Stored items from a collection
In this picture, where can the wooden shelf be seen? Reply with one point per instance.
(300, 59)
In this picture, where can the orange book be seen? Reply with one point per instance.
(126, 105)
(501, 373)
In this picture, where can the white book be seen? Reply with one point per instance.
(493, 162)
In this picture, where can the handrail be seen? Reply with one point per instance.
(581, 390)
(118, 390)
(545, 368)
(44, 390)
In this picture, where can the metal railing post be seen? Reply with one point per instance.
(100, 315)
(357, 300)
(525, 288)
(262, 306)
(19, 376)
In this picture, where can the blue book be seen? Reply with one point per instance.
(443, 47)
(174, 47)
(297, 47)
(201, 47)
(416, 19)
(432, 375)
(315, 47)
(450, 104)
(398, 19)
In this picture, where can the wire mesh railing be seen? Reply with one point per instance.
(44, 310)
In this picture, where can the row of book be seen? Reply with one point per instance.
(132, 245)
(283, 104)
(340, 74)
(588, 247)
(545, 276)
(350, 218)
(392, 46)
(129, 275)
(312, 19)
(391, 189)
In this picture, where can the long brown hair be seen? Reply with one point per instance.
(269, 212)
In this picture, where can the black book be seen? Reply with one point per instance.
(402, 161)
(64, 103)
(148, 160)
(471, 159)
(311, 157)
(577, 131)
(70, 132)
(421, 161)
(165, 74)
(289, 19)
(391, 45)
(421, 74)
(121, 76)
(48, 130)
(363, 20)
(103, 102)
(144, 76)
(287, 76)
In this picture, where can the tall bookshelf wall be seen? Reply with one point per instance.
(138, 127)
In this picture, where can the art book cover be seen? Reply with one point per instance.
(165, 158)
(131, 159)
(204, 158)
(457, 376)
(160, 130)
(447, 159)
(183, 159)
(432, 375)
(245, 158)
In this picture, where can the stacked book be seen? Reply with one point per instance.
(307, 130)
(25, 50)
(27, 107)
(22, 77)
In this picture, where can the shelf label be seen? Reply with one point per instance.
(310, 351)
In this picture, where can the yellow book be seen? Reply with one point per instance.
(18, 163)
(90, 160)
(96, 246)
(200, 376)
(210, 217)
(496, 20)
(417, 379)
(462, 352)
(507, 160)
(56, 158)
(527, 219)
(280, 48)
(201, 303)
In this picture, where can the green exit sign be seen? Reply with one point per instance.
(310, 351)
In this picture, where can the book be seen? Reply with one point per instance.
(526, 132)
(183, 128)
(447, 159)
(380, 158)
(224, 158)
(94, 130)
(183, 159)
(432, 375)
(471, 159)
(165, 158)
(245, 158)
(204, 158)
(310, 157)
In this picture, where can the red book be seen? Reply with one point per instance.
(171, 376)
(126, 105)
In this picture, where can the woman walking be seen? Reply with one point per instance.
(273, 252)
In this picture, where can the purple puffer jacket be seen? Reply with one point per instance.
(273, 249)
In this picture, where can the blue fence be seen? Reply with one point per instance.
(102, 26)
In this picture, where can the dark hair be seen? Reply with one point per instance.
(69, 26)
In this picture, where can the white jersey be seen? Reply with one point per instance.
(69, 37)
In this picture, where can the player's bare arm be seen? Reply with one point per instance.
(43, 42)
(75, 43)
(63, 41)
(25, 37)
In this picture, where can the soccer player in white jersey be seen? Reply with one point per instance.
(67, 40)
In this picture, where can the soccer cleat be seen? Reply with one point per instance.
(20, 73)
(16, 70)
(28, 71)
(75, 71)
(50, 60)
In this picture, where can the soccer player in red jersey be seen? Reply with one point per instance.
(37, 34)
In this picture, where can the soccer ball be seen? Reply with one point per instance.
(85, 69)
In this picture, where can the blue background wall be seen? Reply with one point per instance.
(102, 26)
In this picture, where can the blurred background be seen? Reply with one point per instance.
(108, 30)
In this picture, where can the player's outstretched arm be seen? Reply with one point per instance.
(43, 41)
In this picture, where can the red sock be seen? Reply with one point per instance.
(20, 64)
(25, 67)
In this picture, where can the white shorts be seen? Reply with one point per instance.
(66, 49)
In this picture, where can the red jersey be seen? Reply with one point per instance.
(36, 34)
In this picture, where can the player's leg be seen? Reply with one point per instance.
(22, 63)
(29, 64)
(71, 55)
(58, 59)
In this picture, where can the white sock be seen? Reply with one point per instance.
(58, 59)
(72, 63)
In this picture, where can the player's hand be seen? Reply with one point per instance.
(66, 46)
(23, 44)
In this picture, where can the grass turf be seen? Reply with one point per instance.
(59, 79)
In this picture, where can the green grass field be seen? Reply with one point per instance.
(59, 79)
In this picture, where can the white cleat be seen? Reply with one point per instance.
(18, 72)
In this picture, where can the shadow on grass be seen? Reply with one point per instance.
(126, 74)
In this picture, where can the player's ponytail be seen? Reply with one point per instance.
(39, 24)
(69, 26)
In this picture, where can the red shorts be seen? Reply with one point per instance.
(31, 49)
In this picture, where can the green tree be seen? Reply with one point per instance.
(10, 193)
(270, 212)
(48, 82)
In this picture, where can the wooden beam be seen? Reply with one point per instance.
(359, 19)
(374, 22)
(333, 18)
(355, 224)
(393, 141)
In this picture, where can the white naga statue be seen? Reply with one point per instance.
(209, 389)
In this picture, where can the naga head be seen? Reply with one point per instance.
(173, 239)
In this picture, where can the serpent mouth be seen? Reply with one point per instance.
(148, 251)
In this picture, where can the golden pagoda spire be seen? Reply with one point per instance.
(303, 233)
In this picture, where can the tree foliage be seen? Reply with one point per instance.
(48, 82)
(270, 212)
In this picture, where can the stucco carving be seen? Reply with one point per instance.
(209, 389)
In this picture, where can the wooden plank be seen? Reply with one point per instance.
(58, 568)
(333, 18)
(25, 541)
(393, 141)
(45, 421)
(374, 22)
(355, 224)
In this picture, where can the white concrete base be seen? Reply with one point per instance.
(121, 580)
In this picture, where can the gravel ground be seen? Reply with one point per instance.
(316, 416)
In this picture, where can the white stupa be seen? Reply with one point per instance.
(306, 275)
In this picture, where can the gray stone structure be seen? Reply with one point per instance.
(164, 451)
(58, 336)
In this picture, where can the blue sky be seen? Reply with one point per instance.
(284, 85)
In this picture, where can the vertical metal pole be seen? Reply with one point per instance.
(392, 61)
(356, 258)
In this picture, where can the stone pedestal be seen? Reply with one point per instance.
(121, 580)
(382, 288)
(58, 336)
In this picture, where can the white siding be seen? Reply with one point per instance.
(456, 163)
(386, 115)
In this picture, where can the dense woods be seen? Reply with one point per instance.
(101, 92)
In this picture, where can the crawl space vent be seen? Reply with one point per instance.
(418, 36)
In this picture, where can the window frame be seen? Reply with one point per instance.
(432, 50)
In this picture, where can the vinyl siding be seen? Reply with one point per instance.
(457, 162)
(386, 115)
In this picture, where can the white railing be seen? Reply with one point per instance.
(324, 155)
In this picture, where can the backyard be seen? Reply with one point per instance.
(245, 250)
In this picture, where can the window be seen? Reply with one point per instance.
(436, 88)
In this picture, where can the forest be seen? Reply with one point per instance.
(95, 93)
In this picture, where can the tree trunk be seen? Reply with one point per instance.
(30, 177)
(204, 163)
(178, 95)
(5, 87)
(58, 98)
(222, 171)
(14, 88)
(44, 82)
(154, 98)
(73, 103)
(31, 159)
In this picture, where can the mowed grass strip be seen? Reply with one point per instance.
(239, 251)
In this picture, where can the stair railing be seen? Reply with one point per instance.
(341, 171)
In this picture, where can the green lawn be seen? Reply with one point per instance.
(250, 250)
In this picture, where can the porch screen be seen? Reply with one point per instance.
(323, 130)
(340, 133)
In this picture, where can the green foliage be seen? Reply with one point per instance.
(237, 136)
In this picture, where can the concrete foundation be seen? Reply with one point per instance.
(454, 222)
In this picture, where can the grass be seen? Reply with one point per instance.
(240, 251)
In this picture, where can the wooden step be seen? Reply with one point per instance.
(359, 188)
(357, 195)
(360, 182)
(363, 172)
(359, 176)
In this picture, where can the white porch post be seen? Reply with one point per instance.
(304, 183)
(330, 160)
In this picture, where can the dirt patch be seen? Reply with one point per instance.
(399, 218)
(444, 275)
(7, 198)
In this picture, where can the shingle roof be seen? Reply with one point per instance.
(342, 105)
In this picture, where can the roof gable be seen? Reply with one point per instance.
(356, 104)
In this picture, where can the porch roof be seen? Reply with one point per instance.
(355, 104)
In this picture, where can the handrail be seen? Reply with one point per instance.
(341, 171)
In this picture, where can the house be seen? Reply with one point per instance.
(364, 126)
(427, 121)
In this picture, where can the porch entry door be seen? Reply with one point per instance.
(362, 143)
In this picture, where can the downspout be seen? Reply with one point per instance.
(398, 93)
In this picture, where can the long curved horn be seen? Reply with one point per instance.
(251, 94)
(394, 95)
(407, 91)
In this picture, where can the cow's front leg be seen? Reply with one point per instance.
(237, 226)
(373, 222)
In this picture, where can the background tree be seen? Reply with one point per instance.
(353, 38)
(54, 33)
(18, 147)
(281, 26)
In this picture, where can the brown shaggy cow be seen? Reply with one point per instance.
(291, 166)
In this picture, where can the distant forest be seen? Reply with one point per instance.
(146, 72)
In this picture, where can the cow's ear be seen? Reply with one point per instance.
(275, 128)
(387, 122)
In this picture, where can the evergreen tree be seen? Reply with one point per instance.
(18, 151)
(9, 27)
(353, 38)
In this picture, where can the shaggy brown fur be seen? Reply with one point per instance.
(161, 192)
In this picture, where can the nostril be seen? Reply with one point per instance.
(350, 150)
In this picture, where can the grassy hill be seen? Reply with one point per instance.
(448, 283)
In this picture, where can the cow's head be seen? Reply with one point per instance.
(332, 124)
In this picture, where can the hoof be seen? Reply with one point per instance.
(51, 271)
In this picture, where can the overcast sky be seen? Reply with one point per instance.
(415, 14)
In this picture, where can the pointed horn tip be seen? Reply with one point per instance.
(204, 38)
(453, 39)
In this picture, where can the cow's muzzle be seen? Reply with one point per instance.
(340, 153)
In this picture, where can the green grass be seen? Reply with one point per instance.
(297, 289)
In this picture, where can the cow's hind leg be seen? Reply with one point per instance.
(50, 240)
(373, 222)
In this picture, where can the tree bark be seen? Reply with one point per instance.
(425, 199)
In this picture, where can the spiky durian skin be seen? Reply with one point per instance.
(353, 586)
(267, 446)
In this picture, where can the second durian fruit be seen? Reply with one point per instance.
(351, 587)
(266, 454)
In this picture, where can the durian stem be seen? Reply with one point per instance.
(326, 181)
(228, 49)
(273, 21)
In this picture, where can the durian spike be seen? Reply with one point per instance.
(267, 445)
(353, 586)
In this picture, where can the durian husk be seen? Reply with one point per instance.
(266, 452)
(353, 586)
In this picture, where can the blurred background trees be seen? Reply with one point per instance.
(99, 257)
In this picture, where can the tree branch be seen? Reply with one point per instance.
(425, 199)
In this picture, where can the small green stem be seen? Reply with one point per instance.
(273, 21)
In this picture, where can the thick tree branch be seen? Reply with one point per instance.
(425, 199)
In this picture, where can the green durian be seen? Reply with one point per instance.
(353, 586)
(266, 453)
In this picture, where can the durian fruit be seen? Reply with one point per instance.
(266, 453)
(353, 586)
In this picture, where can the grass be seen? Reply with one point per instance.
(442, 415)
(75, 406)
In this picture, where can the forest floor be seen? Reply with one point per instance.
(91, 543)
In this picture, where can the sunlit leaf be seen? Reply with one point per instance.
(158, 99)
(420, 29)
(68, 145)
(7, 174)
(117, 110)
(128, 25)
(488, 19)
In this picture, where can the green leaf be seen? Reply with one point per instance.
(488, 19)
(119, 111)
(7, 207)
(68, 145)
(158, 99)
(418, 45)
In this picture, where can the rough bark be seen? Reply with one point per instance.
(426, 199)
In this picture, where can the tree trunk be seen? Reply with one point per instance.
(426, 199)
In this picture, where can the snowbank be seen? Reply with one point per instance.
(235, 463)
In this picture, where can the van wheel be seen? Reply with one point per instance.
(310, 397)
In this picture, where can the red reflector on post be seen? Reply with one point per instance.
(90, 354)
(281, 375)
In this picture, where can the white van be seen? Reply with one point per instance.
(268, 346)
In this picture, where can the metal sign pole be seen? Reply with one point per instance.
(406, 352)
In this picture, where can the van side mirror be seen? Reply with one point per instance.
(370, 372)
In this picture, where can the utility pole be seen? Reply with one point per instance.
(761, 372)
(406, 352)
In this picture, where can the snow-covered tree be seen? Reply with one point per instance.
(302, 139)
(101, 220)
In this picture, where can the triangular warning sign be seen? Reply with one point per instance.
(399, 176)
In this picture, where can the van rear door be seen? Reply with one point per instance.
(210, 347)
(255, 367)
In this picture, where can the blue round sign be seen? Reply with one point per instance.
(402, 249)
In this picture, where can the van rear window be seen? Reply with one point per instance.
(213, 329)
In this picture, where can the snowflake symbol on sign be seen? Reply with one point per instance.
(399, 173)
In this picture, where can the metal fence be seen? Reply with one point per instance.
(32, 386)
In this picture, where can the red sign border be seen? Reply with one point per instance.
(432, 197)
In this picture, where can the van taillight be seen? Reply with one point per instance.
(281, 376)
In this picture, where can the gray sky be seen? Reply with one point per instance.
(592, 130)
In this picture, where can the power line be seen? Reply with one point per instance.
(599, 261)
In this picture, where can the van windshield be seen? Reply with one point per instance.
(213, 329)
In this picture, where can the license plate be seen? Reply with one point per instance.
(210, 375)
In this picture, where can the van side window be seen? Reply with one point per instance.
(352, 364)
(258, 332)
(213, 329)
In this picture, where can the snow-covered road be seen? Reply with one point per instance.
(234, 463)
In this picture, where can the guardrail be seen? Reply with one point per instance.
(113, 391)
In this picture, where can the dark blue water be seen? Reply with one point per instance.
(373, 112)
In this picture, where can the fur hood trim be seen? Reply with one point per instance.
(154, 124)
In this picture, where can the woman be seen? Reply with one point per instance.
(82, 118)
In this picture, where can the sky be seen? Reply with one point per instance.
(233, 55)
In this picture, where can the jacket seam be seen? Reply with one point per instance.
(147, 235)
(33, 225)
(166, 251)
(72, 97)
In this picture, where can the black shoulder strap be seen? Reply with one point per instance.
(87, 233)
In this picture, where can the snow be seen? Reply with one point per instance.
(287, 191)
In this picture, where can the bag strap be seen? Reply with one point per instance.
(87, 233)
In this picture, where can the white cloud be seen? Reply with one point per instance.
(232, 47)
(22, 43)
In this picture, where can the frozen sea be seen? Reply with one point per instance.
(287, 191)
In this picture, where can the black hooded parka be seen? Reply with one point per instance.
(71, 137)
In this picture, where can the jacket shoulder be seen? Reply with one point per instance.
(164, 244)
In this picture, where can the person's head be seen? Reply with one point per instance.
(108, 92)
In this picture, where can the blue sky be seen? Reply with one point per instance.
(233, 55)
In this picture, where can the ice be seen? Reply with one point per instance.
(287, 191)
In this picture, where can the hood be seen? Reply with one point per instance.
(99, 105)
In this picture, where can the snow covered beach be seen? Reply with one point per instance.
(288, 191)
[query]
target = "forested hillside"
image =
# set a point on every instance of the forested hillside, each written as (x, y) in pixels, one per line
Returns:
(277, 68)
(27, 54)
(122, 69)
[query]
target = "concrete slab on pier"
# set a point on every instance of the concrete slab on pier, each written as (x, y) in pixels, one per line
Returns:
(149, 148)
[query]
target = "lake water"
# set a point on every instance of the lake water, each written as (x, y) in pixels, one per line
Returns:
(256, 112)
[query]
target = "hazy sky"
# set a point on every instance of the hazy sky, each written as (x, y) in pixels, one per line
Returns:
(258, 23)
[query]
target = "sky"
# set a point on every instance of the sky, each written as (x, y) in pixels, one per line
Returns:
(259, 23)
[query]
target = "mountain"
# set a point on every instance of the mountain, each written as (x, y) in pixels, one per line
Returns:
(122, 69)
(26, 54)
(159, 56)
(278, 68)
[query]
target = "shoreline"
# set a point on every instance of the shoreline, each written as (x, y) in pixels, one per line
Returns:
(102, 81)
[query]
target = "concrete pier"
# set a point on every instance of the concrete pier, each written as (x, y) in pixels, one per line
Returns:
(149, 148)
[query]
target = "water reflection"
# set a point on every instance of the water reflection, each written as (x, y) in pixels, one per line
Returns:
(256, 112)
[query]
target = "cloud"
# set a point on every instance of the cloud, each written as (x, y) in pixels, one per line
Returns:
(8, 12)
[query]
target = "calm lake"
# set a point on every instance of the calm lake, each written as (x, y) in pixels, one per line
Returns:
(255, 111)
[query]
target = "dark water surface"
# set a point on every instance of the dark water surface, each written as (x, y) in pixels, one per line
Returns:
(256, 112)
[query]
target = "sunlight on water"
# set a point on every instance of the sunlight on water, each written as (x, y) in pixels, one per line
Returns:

Your objective
Show the lines of the records that contain the word "sunlight".

Result below
target = "sunlight on water"
# set a point on every instance of the sunlight on water, each written as (x, y) in pixels, one per line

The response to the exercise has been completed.